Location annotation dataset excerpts
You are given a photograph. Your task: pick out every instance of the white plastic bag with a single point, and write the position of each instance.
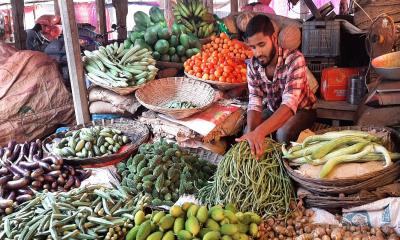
(376, 214)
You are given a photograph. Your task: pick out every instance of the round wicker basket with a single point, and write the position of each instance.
(157, 94)
(325, 193)
(119, 90)
(137, 132)
(217, 84)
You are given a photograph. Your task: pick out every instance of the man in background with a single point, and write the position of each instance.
(34, 38)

• _EXERCISE BRIEF_: Starting at the line containing "man in background" and ending at the last of the entries, rewrite those lines with "position" swapped for "location" and nothing else changed.

• _COMPLETE RESPONSE_:
You are given a photograph. Your task: pick out every instance of the man in background with a single point, and write the location of each instance.
(34, 38)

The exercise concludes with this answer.